**Exercise task a:**
Duplicate the portion of the guitar music passage that starts with "Let's look into" and goes on through "what's the problem?".

--- Text excerpt ---

Let's look into the left field: experimental guitar music also continues to thrive, with Ariel Pink, Earth, Josephine Foster, Sun Araw and R Stevie Moore all making The Wire's cover in the last year alone, while metal marches on confidently, oblivious to all of the above and all of the below. So what's the problem?

Advertisement

Well, maybe the problem is that it's not 2005 and we don't have The Kooks, Razorlight and The Bravery all jostling for space in the top five on a weekly basis. But that's a good thing, right?If you feel like you didn't get to hear The Dead 60s' "Riot On the Radio" enough in those days, I will happily lend you the seven-inch. In fact, keep it. In fact, if that era is anything to go by, guitar music actually felt most dead when it was supposedly the most alive it had been since Noel Gallagher moved out of Supernova Heights.

The guitar continues to hold a consistent place in our lives on both a commercial and cultural level, yet we're still patronised on the subject of how popular it's about to become by the UK media every other January. This has been going on for at least the last decade. NME's pre-occupation with it all is, at least, understandable – they've been Miss Havisham in Converse since 2001, yet to come to terms with the fact that The Strokes' Is This It really was "It". And "It" was the final line drawn under indie as a cultural phenomenon, leaving only a dressing up box of sound and style.

---

**Exercise task b:**
Pick out every line of the records that contains the string "arctic", treating uppercase and lowercase letters as different, and copy each of those lines.

--- Data in this exercise ---

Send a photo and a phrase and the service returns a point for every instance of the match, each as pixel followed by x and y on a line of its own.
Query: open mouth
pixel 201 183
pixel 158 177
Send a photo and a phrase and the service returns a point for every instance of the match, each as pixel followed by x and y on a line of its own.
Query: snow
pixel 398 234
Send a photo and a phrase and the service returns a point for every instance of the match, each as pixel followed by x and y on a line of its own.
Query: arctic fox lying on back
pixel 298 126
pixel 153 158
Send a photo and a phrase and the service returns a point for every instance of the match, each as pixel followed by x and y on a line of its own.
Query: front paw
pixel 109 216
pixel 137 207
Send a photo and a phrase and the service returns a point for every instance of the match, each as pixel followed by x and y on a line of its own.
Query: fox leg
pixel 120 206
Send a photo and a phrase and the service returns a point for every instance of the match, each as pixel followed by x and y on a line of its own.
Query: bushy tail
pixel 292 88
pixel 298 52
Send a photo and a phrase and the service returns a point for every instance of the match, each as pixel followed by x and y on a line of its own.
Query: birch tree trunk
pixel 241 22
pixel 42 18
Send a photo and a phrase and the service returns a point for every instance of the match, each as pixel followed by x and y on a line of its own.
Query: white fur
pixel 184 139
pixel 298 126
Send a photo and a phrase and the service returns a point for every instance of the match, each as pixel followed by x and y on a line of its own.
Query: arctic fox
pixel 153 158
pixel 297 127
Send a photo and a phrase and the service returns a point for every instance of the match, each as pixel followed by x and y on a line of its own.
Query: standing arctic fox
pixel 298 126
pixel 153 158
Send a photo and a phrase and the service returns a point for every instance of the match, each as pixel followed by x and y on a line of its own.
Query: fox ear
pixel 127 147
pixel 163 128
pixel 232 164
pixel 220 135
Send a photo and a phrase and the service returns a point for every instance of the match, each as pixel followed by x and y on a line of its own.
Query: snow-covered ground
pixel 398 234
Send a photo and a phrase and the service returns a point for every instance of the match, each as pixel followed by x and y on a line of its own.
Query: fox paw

---
--- Data in this exercise ---

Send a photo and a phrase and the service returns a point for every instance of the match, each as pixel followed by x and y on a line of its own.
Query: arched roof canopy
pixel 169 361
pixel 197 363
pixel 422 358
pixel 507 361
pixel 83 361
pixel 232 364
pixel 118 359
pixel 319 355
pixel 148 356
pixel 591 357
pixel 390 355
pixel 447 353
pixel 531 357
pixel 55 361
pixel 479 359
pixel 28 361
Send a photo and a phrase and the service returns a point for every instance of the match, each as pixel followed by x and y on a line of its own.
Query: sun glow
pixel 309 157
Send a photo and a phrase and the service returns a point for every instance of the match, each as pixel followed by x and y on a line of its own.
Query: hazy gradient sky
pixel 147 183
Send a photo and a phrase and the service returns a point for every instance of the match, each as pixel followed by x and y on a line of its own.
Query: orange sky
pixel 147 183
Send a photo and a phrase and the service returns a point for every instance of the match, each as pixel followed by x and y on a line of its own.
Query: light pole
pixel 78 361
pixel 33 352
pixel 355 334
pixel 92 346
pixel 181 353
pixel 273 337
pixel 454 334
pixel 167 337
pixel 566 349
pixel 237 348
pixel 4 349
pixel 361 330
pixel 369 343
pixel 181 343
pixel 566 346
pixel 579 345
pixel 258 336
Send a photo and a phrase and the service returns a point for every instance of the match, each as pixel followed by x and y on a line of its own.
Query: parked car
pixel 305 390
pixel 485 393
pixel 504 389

---

**Expected answer a:**
Let's look into the left field: experimental guitar music also continues to thrive, with Ariel Pink, Earth, Josephine Foster, Sun Araw and R Stevie Moore all making The Wire's cover in the last year alone, while metal marches on confidently, oblivious to all of the above and all of the below. So what's the problem?

**Expected answer b:**
Query: arctic fox lying on back
Query: arctic fox
Query: standing arctic fox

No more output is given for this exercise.